Top of Text under study

It is of note that there were 2 cases of PMP22 duplication – a reciprocal phenomenon of PMP22 deletion leading to Charcot-Marie-Tooth disease type 1A (CMT1A) – among 11,885 neonates so the estimated prevalence of PMP22 duplication was 16.8 per 100,000 (95% CI, 2.8–55.6) or 1:5943 (95% CI, 1/1429–1/10000), which was comparable to the 1:3800–1:12,500 reported by van Paassen and colleagues [3]. However, the prevalence of PMP22 duplication in our cohort could be underestimated because a significant proportion of parents with PMP22 duplication already have CMT1A-related symptoms and may be more likely to request prenatal genetic diagnosis or preimplantation genetic diagnosis (PGD) rather than neonatal screening [9, 10].

Our study has several limitations. This study focused on asymptomatic infants. Most of all, the number of study subjects may not be enough to estimate the exact prevalence of rare genetic disorders. Considering that the symptoms of HNPP occur mostly in the second or third decade, the disease prevalence could be overestimated because some individuals with 17p11.2 deletion may not have HNPP phenotype in their life. Nevertheless, this study has the advantage of knowing the baseline frequency of 17p11.2 deletion causing PMP22 Del HNPP. In conclusion, our data suggest that PMP22 Del HNPP might not be uncommon at least in the Korean population.

Bottom of Text under study

* **Exercise goal**: Carry on the passage about the prevalence of PMP22 duplication and deletion, beginning after its final sentence.

Top of Recorded data

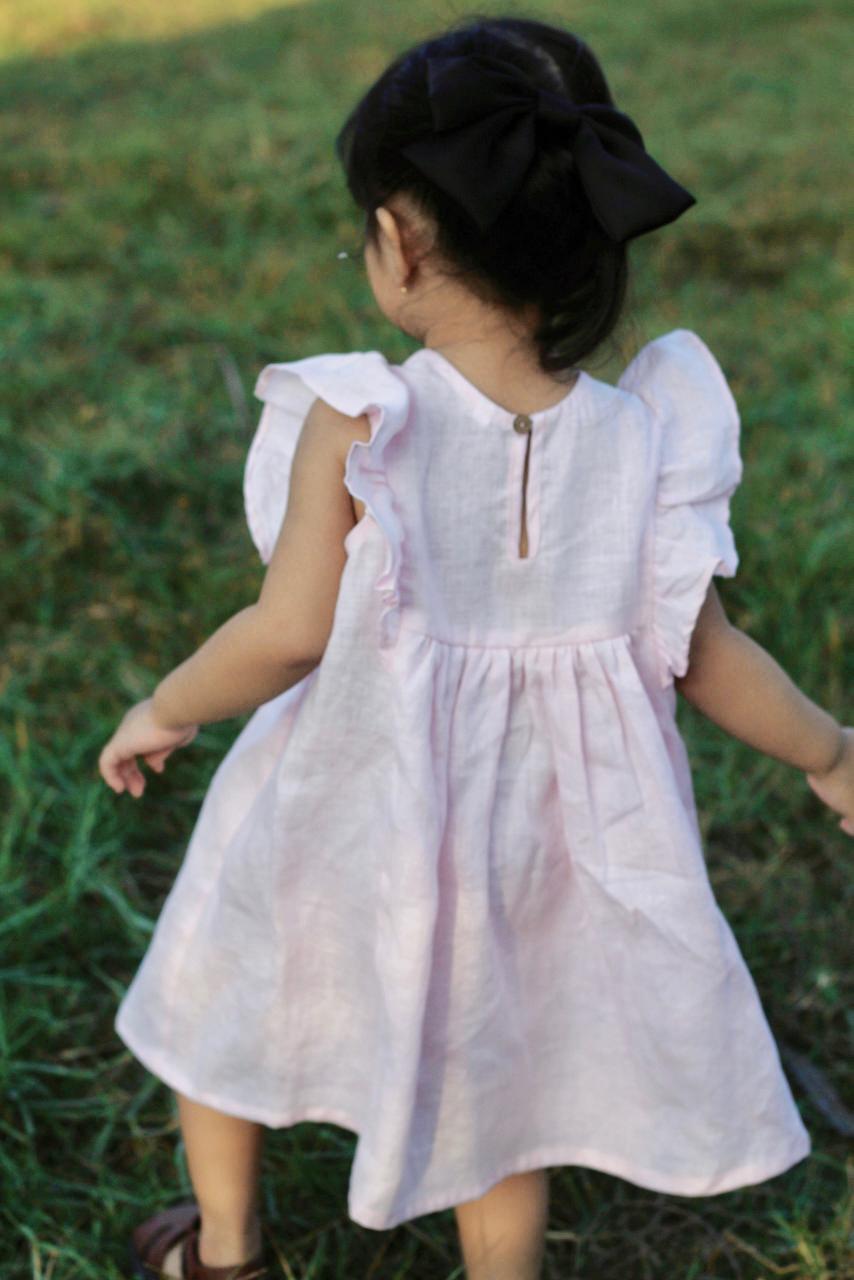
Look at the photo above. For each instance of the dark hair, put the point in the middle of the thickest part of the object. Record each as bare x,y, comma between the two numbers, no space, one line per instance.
546,248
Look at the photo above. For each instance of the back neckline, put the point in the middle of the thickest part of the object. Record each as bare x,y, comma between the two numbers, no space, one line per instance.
482,403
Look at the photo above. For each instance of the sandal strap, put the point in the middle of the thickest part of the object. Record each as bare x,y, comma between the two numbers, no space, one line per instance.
154,1238
193,1269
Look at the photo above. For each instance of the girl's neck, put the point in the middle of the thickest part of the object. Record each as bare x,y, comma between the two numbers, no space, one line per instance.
498,360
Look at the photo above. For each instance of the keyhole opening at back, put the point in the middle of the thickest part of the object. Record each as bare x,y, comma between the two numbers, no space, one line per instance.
523,425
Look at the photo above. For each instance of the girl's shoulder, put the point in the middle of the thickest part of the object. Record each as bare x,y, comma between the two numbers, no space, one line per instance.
343,379
675,374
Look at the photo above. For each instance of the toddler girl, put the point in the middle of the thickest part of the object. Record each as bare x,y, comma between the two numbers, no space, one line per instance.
447,887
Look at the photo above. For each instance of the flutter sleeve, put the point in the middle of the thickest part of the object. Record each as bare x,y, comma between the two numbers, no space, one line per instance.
699,467
355,383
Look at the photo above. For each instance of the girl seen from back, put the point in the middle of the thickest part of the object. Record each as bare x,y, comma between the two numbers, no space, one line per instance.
447,887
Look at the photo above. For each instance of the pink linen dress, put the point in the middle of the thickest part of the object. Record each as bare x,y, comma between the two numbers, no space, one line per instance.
448,891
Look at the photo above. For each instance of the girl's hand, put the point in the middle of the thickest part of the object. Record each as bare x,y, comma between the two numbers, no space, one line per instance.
836,786
140,734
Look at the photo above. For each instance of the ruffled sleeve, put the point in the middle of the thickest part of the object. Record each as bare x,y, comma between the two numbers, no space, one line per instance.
699,467
356,383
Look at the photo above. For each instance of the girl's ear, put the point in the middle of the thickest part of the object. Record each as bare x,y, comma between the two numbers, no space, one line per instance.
392,242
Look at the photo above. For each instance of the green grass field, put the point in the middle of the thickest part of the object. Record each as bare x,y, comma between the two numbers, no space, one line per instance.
170,214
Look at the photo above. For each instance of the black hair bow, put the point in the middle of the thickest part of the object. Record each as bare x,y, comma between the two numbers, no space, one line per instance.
484,141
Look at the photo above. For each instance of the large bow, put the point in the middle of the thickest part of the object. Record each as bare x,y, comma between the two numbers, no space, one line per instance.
484,141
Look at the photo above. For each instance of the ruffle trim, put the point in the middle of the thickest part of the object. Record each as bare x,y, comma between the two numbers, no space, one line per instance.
692,543
356,383
699,467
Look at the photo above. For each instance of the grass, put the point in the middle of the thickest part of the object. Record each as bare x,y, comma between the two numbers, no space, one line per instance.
170,218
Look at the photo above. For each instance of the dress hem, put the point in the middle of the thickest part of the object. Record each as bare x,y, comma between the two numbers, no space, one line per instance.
557,1155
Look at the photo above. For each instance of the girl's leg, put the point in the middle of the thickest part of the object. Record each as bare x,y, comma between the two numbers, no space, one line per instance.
224,1157
502,1234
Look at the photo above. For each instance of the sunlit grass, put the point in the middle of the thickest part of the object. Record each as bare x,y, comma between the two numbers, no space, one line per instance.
170,218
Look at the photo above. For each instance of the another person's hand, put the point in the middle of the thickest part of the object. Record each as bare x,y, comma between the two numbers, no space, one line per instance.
140,734
836,786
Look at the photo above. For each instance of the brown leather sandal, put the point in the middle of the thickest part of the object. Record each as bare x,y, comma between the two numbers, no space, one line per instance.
154,1238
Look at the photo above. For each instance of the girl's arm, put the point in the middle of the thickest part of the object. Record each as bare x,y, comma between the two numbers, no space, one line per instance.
738,685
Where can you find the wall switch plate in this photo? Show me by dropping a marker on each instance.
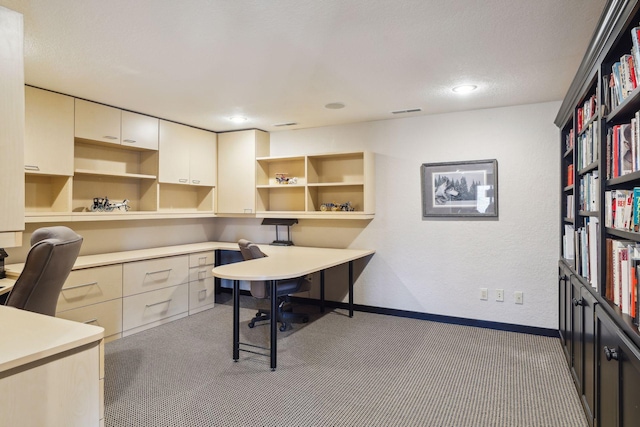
(518, 295)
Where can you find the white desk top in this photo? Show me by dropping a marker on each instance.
(28, 337)
(285, 262)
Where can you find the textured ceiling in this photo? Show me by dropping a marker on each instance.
(274, 61)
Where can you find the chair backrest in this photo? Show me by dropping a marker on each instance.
(53, 252)
(250, 250)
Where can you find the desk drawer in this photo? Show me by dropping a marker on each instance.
(201, 293)
(105, 314)
(144, 276)
(91, 286)
(202, 258)
(200, 273)
(149, 307)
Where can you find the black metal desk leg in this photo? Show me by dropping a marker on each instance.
(217, 282)
(236, 320)
(350, 288)
(321, 291)
(274, 325)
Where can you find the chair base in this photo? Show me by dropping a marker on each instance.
(285, 317)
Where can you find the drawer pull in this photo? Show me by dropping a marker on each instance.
(80, 286)
(610, 353)
(149, 273)
(158, 303)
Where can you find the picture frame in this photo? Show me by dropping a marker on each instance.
(460, 189)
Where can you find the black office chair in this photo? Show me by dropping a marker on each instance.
(284, 288)
(53, 252)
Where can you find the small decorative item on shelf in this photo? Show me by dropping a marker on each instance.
(103, 205)
(333, 206)
(281, 178)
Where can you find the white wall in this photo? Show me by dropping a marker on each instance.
(438, 266)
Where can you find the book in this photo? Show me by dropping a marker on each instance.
(615, 72)
(636, 209)
(626, 154)
(635, 40)
(630, 75)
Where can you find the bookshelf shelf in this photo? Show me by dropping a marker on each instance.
(599, 263)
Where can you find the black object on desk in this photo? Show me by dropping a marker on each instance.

Bottom of Recorded data

* **Answer to this problem**:
Copy number variation


Hereditary neuropathy with liability to pressure palsies


Log R ratio


Multiplex ligation-dependent probe amplification


Next-generation sequencing



We would like to thank Ms. Sun Ae Yun who performed the clinical tests. We also would like to thank Ms. Jin Hee Choi, who created the figure.


The authors have no financial relationships relevant to this article to disclose.

Availability of data and materials

Not applicable.

Authors’ contributions

CSK, DYJ and SYK conceived and designed the study. Next-generation sequencing data were generated by LabGenomics, and analyzed by SJN and MJO. Multiplex ligation-dependent probe amplification was performed and analyzed by JEP. JEP and SJN wrote the paper. All authors read and approved the final manuscript.

Ethics approval and consent to participate

The Institutional Review Board of the LabGenomics Clinical Research Institute approved this study.

Consent for publication

Written consent for publication was provided by the parents, whom we would like thank for their help.

Competing interests

The authors declare that they have no competing interests.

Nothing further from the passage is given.